(Collected data)
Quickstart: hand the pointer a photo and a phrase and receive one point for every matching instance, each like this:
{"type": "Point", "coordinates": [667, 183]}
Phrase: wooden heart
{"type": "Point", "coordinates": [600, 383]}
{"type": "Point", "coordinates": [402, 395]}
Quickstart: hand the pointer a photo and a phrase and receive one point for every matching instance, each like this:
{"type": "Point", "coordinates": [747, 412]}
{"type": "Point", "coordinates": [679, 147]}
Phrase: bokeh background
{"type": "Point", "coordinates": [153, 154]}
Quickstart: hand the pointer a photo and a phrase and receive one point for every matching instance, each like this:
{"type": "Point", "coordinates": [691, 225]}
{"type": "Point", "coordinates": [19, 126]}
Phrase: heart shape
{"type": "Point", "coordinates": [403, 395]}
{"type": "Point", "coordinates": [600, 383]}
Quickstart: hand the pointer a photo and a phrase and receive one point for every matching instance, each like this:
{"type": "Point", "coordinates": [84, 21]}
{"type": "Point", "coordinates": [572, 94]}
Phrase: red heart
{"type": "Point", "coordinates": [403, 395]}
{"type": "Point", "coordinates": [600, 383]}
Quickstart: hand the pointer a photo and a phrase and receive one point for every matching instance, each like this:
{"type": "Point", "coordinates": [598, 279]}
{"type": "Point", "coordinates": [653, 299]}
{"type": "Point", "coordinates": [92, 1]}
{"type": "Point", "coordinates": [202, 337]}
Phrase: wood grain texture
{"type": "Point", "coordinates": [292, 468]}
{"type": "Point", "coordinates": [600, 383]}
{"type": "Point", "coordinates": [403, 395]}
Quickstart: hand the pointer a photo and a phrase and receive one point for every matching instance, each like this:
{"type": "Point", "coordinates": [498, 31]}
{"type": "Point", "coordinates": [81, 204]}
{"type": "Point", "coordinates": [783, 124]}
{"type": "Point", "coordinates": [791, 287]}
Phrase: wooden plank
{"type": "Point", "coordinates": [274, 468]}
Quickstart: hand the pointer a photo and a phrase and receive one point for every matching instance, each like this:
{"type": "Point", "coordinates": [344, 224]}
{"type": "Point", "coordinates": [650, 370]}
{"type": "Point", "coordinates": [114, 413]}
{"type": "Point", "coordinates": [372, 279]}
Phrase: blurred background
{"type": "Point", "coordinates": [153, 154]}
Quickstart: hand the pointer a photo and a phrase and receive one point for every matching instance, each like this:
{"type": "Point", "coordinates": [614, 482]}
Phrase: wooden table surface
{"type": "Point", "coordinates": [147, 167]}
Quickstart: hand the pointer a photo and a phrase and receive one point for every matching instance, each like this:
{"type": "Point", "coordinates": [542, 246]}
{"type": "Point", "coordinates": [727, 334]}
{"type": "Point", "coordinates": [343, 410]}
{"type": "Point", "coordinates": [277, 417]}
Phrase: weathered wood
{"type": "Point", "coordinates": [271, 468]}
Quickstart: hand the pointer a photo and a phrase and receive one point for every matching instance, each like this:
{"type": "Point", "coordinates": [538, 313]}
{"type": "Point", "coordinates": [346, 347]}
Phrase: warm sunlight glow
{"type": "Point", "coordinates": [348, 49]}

▸ **Exercise brief**
Collect each line from the entries above that contains the word "background", treating uppercase and lowercase as different.

▸ **Solved problem**
Phrase: bokeh background
Phrase: blurred background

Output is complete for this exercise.